ABOUT THIS TASK
Output the data once more, exactly as given.

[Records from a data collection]

____

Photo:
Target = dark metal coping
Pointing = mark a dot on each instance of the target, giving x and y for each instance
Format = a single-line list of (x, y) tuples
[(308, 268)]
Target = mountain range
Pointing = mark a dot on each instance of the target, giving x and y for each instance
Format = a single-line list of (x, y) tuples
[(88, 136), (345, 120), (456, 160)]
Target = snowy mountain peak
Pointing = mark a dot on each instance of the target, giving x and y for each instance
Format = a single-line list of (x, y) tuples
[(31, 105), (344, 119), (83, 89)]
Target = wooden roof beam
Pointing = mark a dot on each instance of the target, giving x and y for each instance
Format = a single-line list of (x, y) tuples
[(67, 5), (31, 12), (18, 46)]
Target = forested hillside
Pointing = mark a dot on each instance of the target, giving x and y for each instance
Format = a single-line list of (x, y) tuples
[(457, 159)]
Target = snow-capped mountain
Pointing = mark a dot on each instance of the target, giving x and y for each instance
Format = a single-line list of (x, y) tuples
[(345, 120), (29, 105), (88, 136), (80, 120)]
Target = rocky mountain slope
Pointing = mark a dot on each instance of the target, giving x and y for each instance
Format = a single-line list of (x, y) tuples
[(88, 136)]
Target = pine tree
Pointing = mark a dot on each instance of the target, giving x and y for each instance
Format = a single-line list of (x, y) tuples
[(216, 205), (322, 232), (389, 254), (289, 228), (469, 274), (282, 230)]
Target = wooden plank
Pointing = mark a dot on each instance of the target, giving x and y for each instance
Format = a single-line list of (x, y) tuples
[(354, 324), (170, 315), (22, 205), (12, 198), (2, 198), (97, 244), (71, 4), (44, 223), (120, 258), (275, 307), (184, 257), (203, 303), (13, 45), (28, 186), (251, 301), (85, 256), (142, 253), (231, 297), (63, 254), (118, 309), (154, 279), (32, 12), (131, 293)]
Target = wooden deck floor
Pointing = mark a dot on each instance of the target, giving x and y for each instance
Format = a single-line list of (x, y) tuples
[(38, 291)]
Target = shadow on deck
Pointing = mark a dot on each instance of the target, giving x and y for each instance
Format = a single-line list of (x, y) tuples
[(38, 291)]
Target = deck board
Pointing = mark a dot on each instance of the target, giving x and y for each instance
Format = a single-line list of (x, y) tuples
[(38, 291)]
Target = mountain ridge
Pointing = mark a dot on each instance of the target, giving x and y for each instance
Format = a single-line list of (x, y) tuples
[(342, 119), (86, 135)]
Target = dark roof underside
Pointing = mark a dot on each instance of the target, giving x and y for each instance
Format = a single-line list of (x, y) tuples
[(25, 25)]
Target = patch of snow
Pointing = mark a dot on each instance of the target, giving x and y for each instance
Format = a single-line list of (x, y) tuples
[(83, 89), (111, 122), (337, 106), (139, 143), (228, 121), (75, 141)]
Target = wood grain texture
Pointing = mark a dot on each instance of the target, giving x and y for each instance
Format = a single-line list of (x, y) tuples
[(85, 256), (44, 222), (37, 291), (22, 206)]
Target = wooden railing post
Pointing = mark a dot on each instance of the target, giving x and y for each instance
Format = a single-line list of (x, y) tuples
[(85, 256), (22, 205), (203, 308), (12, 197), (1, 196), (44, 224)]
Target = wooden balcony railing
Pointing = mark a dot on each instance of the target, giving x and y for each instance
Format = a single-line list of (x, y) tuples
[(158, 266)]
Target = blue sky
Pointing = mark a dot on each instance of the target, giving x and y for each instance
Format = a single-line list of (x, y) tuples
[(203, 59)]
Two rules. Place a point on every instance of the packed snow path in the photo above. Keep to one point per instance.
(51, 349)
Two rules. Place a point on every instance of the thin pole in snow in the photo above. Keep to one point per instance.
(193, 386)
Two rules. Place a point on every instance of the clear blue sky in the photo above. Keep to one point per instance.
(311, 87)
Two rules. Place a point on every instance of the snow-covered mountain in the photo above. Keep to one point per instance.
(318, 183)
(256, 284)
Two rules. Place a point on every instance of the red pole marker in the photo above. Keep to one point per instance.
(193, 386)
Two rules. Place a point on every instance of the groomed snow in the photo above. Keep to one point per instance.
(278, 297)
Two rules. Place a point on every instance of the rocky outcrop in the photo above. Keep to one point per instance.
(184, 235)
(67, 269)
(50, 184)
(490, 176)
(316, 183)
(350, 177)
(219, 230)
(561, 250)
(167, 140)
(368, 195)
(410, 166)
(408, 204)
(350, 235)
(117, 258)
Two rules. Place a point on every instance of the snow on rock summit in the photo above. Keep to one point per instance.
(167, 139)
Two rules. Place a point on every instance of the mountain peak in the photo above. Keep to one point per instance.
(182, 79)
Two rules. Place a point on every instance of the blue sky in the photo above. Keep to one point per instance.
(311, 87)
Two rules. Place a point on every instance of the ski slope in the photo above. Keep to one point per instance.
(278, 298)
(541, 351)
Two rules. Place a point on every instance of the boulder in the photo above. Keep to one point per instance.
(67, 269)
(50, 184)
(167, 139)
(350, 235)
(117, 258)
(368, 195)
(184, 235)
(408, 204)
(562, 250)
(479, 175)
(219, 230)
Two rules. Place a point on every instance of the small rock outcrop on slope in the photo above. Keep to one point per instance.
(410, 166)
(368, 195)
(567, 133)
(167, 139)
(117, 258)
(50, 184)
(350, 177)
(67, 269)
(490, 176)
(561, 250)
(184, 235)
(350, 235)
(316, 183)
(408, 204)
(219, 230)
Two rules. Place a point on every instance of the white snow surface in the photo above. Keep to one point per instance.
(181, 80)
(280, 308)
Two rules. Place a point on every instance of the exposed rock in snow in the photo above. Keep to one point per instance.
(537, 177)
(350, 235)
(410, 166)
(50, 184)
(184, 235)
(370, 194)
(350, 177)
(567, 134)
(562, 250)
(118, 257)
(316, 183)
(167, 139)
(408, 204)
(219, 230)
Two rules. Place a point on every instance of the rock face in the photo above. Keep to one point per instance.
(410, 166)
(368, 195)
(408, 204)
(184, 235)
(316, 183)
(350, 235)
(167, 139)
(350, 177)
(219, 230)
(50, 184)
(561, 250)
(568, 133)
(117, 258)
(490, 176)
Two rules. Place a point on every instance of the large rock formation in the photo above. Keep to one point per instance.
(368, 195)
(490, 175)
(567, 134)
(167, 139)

____

TASK SOLUTION
Photo:
Target = dark metal coping
Pointing = mark a dot on each instance of the target, giving x and y for each instance
Format = a single-line list of (x, y) tuples
[(308, 268)]
Target = mountain range
Pointing = mark a dot on each instance of the target, giving x and y for each instance
Format = a single-line list of (x, y) tuples
[(88, 136), (345, 120), (456, 160)]
Target = snowy mountain peak
Pointing = mark a dot on each instance of the target, giving x and y for each instance
Format = a single-line list of (x, y) tuples
[(31, 105), (344, 119), (83, 89)]
Target = wooden roof beam
Pointing = mark a dot on each instance of the target, giving x and y for each instance
Format = a single-line list of (x, y) tuples
[(67, 5), (31, 12), (18, 46)]
Target = forested hillside
Pointing = mark a dot on each instance of the target, giving x and y for each instance
Format = a single-line list of (x, y) tuples
[(457, 159)]
Target = snow-capped mountain
Pointing = mark a dot on each instance of the target, giving x and y for each instance
Format = a single-line list of (x, y) tuples
[(345, 120), (29, 105), (88, 136), (80, 120)]
Target = rocky mountain slope
Pointing = mark a dot on each instance of the target, giving x and y for each instance
Format = a single-line list of (x, y) tuples
[(88, 136)]
Target = pine tree
Pointing = mark a dot on each instance of the target, giving x and y for each instance
Format = a single-line list of (x, y) tuples
[(216, 205), (322, 232), (389, 254), (289, 228), (469, 274), (282, 230)]
Target = wooden plank
Pointing = mark a dot on each instance of the target, giving x and y for each instance
Format = a single-line list of (x, y) tuples
[(354, 324), (170, 315), (22, 205), (12, 198), (2, 198), (97, 244), (71, 4), (44, 223), (120, 258), (275, 307), (184, 257), (203, 303), (13, 45), (28, 186), (251, 301), (85, 256), (142, 253), (231, 297), (63, 254), (118, 309), (154, 279), (32, 12), (131, 293)]
Target = wooden deck floor
Pointing = mark a dot on each instance of the target, giving x and y for each instance
Format = a single-line list of (x, y) tuples
[(38, 291)]
Target = shadow on deck
Pointing = mark a dot on each instance of the target, giving x and y for each instance
Format = a single-line list of (x, y) tuples
[(38, 291)]
Target = deck board
Pointing = mark a dot on each instance of the target, giving x and y for each instance
Format = a single-line list of (x, y) tuples
[(38, 291)]
Target = mountain ridge
Pointing = mark a dot on each instance of the target, giving x and y for each instance
Format = a single-line list of (x, y) tuples
[(342, 119), (86, 135)]
Target = dark roof underside
Pointing = mark a dot on each instance of the target, giving x and y for each instance
Format = a single-line list of (x, y) tuples
[(25, 25)]
Target = patch of snow
Pointing = mark a dot on each instance of the target, giving x and y for each instance
Format = a single-line list of (x, y) tuples
[(83, 89), (111, 122), (337, 106), (139, 143), (228, 121), (75, 141)]
Target = wood grain texture
Pointing = mark a dot on each instance of the target, giving x and y for each instance
Format = a single-line list of (x, y) tuples
[(85, 256), (44, 222), (37, 291), (22, 206)]
Target = wooden railing post
Pointing = mark a dot on each instance of the target, giving x and y for each instance
Format = a single-line list of (x, y) tuples
[(85, 256), (22, 205), (203, 308), (12, 197), (1, 196), (44, 224)]
Target = wooden balcony railing
Pointing = mark a dot on each instance of the target, giving x and y for each instance
Format = a single-line list of (x, y) tuples
[(158, 266)]
Target = blue sky
Pointing = mark a dot on each instance of the target, giving x and y for each instance
Format = a single-line list of (x, y) tuples
[(203, 59)]
Two rules. Place a point on every instance of the packed snow path in the photo above. Keep to one point per instance.
(51, 349)
Two rules. Place a point on every instance of the thin pole in snow in the photo above. Keep to one point per instance.
(193, 386)
Two rules. Place a point on every instance of the clear blue sky in the photo above. Keep to one point per instance.
(311, 87)
Two rules. Place a point on every instance of the snow-covered mountain in the photo above. Keep to one point per instance.
(318, 183)
(256, 284)
Two rules. Place a point on every instance of the red pole marker in the photo above. Keep to one point per instance.
(193, 386)
Two rules. Place a point on every instance of the groomed snow in the photo above. Keep to one point per instance.
(278, 297)
Two rules. Place a point on every instance of the rocky outcrop in the photo above. Keep to one point per instance.
(184, 235)
(67, 269)
(50, 184)
(490, 176)
(316, 183)
(350, 177)
(219, 230)
(561, 250)
(167, 140)
(368, 195)
(410, 166)
(408, 204)
(350, 235)
(117, 258)
Two rules. Place a point on every instance of the snow on rock summit in the photo above. Keep to one point per instance.
(167, 139)
Two rules. Place a point on every instance of the mountain peak in the photo above. Keep to one point per instance.
(182, 79)
Two rules. Place a point on every instance of the blue sky in the photo above. Keep to one point per instance.
(311, 87)
Two rules. Place a point on every instance of the ski slope in the photo above. Keep to one point per instance.
(278, 298)
(541, 351)
Two rules. Place a point on every instance of the boulder in the photo above. Keep to one point per instance.
(67, 269)
(50, 184)
(167, 139)
(350, 235)
(117, 258)
(368, 195)
(184, 235)
(408, 204)
(562, 250)
(479, 175)
(219, 230)
Two rules. Place a point on every instance of the small rock outcrop on slope in the photo above. Keep to one point per instance.
(410, 166)
(368, 195)
(567, 133)
(167, 139)
(117, 258)
(50, 184)
(350, 177)
(67, 269)
(490, 176)
(561, 250)
(184, 235)
(350, 235)
(316, 183)
(408, 204)
(219, 230)
Two rules. Place a point on every instance of the white snow surface in the photo above. Keep to one point per instance.
(181, 80)
(280, 308)
Two rules. Place a point on every instance of the exposed rock in snow in the photo above. Keep to one point per instance.
(537, 177)
(350, 235)
(410, 166)
(50, 184)
(184, 235)
(370, 194)
(350, 177)
(567, 134)
(562, 250)
(118, 257)
(316, 183)
(167, 139)
(408, 204)
(219, 230)
Two rules. Place a point on every instance of the rock face in the photo above. Keep to one point per instance.
(410, 166)
(368, 195)
(408, 204)
(184, 235)
(316, 183)
(350, 235)
(167, 139)
(350, 177)
(219, 230)
(50, 184)
(561, 250)
(568, 133)
(117, 258)
(490, 176)
Two rules. Place a point on every instance of the large rock formation in the photo above. Keep to one point per instance.
(368, 195)
(490, 175)
(567, 134)
(167, 139)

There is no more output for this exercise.